Work to complete: Give back the records in full, with every line exactly as it was.

Information supplied:
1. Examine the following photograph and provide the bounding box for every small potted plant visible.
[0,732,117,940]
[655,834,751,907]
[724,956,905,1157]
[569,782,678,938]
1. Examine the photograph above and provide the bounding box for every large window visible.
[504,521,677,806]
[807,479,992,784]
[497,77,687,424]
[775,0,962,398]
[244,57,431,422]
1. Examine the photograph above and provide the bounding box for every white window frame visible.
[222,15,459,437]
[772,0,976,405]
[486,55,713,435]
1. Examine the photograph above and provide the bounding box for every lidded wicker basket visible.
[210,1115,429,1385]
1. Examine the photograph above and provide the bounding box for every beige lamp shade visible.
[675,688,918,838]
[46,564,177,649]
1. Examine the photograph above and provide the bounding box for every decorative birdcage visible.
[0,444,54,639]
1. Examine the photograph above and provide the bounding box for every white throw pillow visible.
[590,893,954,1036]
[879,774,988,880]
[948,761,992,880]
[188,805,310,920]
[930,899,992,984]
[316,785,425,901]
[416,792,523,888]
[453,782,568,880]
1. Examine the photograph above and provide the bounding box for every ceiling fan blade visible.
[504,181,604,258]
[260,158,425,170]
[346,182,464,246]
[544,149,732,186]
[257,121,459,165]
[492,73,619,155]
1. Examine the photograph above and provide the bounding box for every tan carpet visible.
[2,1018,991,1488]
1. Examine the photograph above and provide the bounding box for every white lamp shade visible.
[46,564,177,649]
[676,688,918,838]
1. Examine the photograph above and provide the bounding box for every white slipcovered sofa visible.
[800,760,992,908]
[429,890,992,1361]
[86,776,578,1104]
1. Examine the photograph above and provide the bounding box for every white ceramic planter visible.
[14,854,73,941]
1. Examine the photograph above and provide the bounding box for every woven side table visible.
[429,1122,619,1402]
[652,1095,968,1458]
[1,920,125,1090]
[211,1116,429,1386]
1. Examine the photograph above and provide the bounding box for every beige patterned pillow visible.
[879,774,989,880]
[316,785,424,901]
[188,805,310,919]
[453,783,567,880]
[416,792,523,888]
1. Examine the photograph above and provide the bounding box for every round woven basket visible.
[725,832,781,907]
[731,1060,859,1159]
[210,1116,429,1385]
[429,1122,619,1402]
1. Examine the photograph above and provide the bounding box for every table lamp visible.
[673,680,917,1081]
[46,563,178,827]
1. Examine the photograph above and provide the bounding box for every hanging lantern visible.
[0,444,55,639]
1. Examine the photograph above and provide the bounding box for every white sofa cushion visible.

Result:
1. Examine the following photograph and provide the bounding box for every small potted plant visible.
[0,732,117,940]
[655,834,751,907]
[724,956,905,1157]
[569,782,678,938]
1. Examine the photograph above and provide the bounding box for every large window visible.
[504,521,677,806]
[807,479,992,784]
[497,77,687,424]
[775,0,962,398]
[244,57,431,422]
1. Examine the photograph above and provide the bounding box for every white window frame visible.
[222,15,459,437]
[772,0,976,405]
[486,55,713,435]
1. Examine the photograph above and provide the bounding box for every lidded wicker basket visible.
[210,1115,429,1385]
1. Examine the photograph above and provide the bounding box for every beige lamp shade visible.
[675,688,918,838]
[46,564,177,649]
1. Examine the photograph above and provide the bounding box for every decorative birdcage visible.
[0,444,54,639]
1. Examine the photograph above and provide the bounding box for every white throw pillow visible.
[590,893,954,1036]
[879,774,988,880]
[948,761,992,880]
[188,805,310,920]
[930,899,992,984]
[316,785,425,901]
[416,792,523,888]
[453,782,568,880]
1. Examine the photograph above and provide the bounding box for every ceiling fan blade visible.
[504,181,604,258]
[260,158,425,170]
[346,182,464,246]
[544,149,732,186]
[257,121,459,165]
[492,73,619,155]
1. Examine the photograph above and provide the bounding box for every tan carpet visible.
[2,1018,991,1488]
1. Examine the photograph above and provide the bounding box for every white lamp shade visible.
[46,564,177,649]
[676,688,918,838]
1. Examine the photograph above and provide the bounding box for every white slipcovered sofa visible.
[800,760,992,908]
[429,890,992,1361]
[86,776,578,1104]
1. Examine the photograph above and provide the bounding box for every white ceramic planter visible.
[14,854,73,941]
1. Examine the photograph above and provide the bounding box for every woven side table visible.
[429,1122,619,1402]
[652,1095,968,1458]
[1,920,125,1090]
[211,1116,429,1386]
1. Examine the photograph above and provide the bounding box for every beige patterned pillow visible.
[879,774,989,880]
[316,785,424,901]
[188,805,310,919]
[453,783,567,880]
[416,792,523,888]
1. Examine the photograph above and provide the bounding box for every round woven basket visible.
[725,832,781,907]
[731,1060,859,1159]
[210,1116,429,1385]
[429,1122,619,1402]
1. Examine the photograph above and provide the bounding box for every table lamp visible.
[673,680,917,1081]
[46,563,178,827]
1. Examine the photograph above and provide the bounding box for every hanging lantern visible.
[0,444,55,639]
1. Examine the photograph above and provide the bounding box for every white sofa cushion visible.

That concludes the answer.